§ What you should do:
Pick out all lines with the word "dark" from the records that follow.

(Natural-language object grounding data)
*** Begin section ***
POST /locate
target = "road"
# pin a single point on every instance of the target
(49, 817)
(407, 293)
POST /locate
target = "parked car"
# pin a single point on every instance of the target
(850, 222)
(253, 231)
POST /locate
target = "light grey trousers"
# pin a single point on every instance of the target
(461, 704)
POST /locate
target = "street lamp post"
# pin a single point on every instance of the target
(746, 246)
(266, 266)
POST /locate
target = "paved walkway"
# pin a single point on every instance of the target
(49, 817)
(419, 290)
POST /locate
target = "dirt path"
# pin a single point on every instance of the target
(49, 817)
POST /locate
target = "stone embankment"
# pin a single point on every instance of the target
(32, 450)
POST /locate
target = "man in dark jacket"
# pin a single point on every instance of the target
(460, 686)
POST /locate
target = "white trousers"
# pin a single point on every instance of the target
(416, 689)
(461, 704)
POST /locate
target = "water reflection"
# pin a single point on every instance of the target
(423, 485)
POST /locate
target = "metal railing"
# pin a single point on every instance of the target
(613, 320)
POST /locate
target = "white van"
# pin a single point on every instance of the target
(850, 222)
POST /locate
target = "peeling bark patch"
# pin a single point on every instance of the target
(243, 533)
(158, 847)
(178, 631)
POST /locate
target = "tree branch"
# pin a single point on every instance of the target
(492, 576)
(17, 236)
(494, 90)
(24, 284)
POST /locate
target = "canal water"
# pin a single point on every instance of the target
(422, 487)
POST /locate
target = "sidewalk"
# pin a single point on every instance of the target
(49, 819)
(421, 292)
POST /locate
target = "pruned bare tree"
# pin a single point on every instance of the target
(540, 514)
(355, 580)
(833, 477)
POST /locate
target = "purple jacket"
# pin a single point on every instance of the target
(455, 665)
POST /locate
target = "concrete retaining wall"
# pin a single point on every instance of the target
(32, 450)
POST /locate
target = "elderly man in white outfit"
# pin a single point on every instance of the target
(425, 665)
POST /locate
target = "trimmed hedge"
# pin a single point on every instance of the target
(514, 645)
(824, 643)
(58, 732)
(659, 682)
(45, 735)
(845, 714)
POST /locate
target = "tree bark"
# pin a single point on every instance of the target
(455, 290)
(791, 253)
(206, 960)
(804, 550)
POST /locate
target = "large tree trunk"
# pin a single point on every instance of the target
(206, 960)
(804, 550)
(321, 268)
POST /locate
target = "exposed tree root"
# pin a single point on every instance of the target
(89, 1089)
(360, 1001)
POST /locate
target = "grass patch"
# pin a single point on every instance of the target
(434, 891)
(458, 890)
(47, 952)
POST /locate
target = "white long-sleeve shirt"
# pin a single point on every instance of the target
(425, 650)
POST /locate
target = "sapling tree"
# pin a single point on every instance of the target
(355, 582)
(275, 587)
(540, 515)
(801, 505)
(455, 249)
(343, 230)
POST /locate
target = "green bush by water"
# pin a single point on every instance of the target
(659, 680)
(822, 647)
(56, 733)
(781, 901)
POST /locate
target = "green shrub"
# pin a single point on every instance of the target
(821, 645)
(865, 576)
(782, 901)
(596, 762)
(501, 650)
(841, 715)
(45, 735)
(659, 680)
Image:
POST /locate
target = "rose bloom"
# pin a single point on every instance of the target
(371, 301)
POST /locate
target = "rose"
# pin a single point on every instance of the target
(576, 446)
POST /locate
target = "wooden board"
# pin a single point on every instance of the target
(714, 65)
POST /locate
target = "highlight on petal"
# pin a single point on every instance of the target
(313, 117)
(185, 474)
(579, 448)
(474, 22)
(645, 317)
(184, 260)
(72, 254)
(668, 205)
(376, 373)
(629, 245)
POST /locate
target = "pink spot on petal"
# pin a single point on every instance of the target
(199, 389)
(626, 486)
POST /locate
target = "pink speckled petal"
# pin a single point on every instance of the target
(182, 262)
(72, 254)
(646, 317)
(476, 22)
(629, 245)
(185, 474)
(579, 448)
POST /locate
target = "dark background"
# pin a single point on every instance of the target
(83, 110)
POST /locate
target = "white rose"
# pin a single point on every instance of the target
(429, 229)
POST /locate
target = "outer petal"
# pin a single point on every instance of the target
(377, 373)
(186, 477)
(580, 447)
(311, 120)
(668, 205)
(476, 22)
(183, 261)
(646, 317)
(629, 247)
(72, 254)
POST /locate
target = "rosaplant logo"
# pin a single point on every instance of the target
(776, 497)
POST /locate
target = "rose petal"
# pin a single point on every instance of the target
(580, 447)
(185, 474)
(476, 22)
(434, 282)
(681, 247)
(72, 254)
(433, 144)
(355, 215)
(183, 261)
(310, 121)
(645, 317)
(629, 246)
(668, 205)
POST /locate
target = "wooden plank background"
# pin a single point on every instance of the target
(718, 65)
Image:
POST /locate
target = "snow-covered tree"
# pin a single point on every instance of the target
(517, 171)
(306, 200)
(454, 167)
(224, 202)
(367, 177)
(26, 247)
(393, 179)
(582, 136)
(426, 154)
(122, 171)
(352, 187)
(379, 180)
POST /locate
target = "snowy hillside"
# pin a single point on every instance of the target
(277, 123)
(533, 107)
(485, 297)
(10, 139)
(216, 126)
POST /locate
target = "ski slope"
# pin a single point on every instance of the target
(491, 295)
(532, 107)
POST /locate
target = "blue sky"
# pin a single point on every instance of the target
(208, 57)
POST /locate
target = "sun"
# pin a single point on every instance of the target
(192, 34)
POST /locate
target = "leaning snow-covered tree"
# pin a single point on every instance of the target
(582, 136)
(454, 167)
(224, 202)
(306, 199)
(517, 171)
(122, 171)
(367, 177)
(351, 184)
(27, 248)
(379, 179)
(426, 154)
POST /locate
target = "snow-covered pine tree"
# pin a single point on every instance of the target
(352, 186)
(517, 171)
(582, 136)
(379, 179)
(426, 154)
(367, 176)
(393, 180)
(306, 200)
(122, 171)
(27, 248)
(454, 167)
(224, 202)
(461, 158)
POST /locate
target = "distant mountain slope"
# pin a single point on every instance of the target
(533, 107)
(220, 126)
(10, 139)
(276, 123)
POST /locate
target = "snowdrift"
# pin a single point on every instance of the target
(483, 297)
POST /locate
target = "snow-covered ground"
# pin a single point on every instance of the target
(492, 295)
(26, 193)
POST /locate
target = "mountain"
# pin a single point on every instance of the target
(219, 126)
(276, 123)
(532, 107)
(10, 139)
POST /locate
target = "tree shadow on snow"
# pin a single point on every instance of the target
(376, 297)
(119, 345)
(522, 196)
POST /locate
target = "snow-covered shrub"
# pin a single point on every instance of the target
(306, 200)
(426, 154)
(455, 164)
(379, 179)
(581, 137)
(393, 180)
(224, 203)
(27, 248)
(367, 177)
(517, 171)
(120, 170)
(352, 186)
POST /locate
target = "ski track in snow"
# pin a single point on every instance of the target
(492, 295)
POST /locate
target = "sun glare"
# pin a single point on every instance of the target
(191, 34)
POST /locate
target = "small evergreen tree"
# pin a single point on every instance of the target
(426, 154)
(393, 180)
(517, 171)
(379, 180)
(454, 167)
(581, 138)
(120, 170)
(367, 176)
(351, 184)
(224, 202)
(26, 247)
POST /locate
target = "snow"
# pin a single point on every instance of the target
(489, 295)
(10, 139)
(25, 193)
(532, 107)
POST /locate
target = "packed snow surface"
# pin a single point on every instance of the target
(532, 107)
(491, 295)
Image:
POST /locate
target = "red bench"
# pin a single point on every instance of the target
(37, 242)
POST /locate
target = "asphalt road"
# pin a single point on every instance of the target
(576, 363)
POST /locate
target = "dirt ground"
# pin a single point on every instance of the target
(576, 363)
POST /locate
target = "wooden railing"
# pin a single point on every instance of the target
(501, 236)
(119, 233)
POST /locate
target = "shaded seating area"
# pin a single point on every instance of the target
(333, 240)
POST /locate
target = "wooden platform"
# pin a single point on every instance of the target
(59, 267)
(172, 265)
*** End section ***
*** Begin section ***
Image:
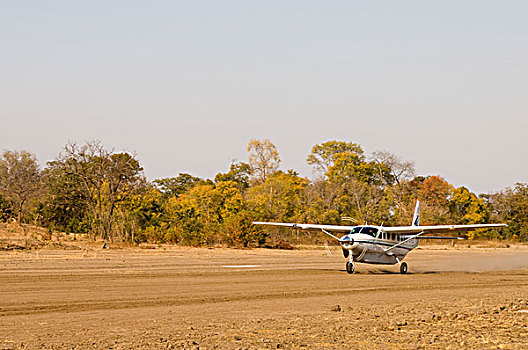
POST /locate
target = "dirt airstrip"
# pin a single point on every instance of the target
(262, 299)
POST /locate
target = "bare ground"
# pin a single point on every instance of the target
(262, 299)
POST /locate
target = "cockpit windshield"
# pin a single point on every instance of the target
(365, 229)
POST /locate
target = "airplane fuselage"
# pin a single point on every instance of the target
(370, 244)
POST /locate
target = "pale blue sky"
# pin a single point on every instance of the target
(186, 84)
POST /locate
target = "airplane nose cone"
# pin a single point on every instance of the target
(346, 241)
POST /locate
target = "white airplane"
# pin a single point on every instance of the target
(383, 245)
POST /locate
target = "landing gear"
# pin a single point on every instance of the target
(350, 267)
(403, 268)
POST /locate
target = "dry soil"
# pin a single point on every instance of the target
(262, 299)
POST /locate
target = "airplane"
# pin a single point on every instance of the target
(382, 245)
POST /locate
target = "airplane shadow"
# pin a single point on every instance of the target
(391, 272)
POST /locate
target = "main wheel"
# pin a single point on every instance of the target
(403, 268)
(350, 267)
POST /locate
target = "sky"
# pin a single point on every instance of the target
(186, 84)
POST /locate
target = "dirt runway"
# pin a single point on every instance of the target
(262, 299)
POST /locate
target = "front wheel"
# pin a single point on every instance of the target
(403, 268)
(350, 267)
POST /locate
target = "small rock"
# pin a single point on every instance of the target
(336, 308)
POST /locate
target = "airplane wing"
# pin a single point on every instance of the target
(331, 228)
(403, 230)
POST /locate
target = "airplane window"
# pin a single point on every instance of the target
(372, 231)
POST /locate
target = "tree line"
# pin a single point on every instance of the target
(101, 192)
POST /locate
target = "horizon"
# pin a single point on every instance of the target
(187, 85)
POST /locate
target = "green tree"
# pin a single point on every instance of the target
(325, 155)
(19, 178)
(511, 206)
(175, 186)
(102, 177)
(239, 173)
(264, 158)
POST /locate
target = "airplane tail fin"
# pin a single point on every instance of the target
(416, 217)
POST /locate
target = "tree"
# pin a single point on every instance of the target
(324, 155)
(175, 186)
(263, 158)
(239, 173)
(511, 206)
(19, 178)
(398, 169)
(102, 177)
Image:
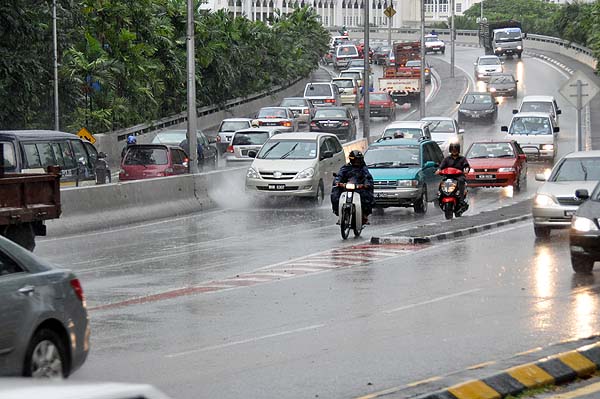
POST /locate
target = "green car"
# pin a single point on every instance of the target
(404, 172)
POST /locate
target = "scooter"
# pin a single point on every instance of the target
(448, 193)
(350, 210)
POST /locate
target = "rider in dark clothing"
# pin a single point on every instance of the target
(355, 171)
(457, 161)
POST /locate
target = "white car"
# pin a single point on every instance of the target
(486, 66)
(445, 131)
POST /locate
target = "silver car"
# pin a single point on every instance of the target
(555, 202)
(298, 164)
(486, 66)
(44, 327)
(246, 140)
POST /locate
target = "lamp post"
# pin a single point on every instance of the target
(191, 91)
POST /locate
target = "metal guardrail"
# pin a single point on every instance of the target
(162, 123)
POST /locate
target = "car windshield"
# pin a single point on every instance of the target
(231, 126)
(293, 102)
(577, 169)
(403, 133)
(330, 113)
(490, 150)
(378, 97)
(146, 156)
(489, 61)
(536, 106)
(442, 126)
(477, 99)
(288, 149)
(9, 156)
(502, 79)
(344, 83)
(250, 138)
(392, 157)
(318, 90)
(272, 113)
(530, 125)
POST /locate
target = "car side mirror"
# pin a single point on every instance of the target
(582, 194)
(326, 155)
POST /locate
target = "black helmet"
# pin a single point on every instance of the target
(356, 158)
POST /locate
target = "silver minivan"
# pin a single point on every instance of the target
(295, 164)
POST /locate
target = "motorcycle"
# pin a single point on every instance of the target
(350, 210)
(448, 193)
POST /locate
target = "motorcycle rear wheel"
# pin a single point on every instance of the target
*** End section ***
§ Answer for the task:
target = "man in dark jacket"
target = "dark background"
target = "rider in dark clothing"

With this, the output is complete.